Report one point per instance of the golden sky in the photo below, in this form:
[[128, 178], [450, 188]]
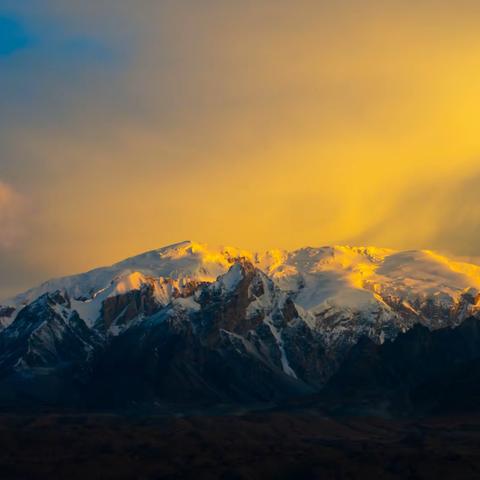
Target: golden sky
[[125, 126]]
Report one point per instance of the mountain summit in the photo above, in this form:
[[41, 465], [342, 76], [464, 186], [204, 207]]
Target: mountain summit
[[188, 323]]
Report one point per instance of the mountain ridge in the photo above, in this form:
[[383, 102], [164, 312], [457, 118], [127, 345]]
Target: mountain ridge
[[190, 323]]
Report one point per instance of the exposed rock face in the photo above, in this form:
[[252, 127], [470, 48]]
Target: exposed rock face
[[420, 371], [249, 334]]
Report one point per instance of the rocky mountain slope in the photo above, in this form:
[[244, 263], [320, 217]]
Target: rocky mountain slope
[[195, 325]]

** YOUR OBJECTIVE **
Beginning with the line containing "[[128, 178], [450, 188]]" and ending with the last line of the data above, repeat each line exactly. Include no pictures and no other lines.

** ANSWER **
[[128, 178], [450, 188]]
Target: golden sky
[[125, 126]]
Report one point per instance of the mountain summit in the photo above, in this form:
[[41, 465], [342, 76], [464, 186], [204, 207]]
Target: mountain summit
[[188, 323]]
Report one point per instance of the mountain ridge in the photo above, in this form:
[[383, 102], [164, 312], [457, 118], [127, 345]]
Target: mountain ridge
[[190, 323]]
Report one point per instance of the exposed rock face in the photo above, in this form:
[[252, 127], [470, 48]]
Target: exposed rock face
[[420, 371], [249, 334]]
Report one point per instance of the rocky mountain slope in the photo above, in this form:
[[244, 263], [320, 217]]
Target: rocky mountain slope
[[195, 325]]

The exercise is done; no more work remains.